__EXCERPT PROVIDED__:
__________
I called this strategy “slowing your roll.”

For several years, I watched Cracker manage us this way: listen, blink a couple of times, yawn, lay down on his side, and close his eyes with all four legs straight-out like a fainting goat. It worked. We always settled right down. 

In a marriage, this tactic operates like a golf cart, and is useful for sublimating those inconsequential bumps we never see coming, like the annoying and harmless zits that appear on our faces, and aren’t ready to pop for days. (Yes, I still get those.)

 Putting my foot on the accelerator generally guarantees a single outcome—more of everything—irritation, frustration, decibels, hyperbole, arm flinging, harsh metaphors, and unfair comparisons. Less accelerator is a better bet when resolution is the goal, but toggling carefully between the two maintains the liveliest “engagement,” which I define as the mid-point between shitting-the-bed and shutting-down during any altercation (or argument).

This is the goal anyway.

I closed my eyes and yawned. 

Foot off the accelerator.

Russ puffed up more. 

“THAT SMELL?? Oh my God, what is that smell?!”

Accelerating….
__________
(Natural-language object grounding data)
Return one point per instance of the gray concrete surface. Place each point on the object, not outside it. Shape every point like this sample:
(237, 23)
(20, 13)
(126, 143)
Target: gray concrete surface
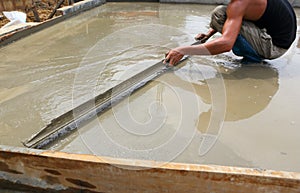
(295, 3)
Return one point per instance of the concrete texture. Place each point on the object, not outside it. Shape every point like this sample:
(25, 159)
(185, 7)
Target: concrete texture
(295, 3)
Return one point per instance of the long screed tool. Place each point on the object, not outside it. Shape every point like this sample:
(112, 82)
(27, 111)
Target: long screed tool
(65, 124)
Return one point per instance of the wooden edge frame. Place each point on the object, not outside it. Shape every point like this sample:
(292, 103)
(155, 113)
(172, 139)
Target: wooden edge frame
(48, 171)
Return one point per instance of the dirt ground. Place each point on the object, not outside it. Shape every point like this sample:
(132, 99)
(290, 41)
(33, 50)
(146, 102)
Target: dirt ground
(43, 7)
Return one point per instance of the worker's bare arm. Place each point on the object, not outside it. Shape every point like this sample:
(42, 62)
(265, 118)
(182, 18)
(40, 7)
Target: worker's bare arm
(235, 14)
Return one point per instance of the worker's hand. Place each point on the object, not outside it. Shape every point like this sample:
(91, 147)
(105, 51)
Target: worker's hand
(202, 37)
(173, 57)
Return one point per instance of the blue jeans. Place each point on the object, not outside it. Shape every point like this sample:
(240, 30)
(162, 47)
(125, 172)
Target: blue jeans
(243, 48)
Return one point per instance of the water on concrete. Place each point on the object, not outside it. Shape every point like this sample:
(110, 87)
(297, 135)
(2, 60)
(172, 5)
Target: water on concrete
(211, 110)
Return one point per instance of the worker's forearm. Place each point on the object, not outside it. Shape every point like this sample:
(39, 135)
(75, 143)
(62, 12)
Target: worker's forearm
(214, 47)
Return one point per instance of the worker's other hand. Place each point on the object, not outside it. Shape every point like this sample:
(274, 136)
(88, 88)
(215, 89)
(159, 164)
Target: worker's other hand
(173, 57)
(202, 37)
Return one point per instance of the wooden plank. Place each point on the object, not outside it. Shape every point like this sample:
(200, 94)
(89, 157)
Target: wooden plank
(48, 171)
(13, 5)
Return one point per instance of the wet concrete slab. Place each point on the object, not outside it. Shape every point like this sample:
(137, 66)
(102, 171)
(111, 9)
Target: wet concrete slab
(47, 74)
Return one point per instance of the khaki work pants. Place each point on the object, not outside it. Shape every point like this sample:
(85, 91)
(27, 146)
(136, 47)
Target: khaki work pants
(257, 38)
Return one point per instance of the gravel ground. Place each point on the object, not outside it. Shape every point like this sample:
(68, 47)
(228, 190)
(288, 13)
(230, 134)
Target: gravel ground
(44, 9)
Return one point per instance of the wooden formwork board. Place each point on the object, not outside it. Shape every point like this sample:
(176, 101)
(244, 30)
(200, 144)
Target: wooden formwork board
(48, 171)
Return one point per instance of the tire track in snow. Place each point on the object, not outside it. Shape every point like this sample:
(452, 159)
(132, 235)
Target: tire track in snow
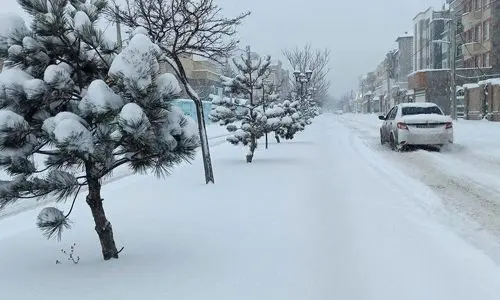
(468, 195)
(18, 208)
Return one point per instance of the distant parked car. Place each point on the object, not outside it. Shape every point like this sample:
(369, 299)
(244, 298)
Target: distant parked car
(419, 124)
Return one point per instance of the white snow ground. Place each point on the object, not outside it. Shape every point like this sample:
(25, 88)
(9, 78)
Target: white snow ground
(326, 216)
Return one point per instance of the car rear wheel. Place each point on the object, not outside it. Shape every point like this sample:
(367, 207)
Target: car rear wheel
(392, 143)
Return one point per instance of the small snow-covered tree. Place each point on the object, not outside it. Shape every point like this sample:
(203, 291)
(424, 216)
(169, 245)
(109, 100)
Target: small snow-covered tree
(72, 111)
(291, 122)
(245, 119)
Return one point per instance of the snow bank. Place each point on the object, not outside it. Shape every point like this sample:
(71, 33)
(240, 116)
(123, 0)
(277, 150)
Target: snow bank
(99, 99)
(74, 136)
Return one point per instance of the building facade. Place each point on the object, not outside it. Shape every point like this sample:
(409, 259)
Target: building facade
(280, 77)
(477, 41)
(429, 28)
(203, 75)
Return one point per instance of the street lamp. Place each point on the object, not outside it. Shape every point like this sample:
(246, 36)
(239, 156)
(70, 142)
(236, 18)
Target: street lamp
(308, 74)
(302, 78)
__________
__INSTRUCTIONS TO FOLLOW__:
Reproduce the entire excerpt at the top on "slowing your roll," word for word.

__TASK RESULT__:
I called this strategy “slowing your roll.”

For several years, I watched Cracker manage us this way: listen, blink a couple of times, yawn, lay down on his side, and close his eyes with all four legs straight-out like a fainting goat. It worked. We always settled right down. 

In a marriage, this tactic operates like a golf cart, and is useful for sublimating those inconsequential bumps we never see coming, like the annoying and harmless zits that appear on our faces, and aren’t ready to pop for days. (Yes, I still get those.)

 Putting my foot on the accelerator generally guarantees a single outcome—more of everything—irritation, frustration, decibels, hyperbole, arm flinging, harsh metaphors, and unfair comparisons. Less accelerator is a better bet when resolution is the goal, but toggling carefully between the two maintains the liveliest “engagement,” which I define as the mid-point between shitting-the-bed and shutting-down during any altercation (or argument).

This is the goal anyway.

I closed my eyes and yawned. 

Foot off the accelerator.

Russ puffed up more. 

“THAT SMELL?? Oh my God, what is that smell?!”

Accelerating….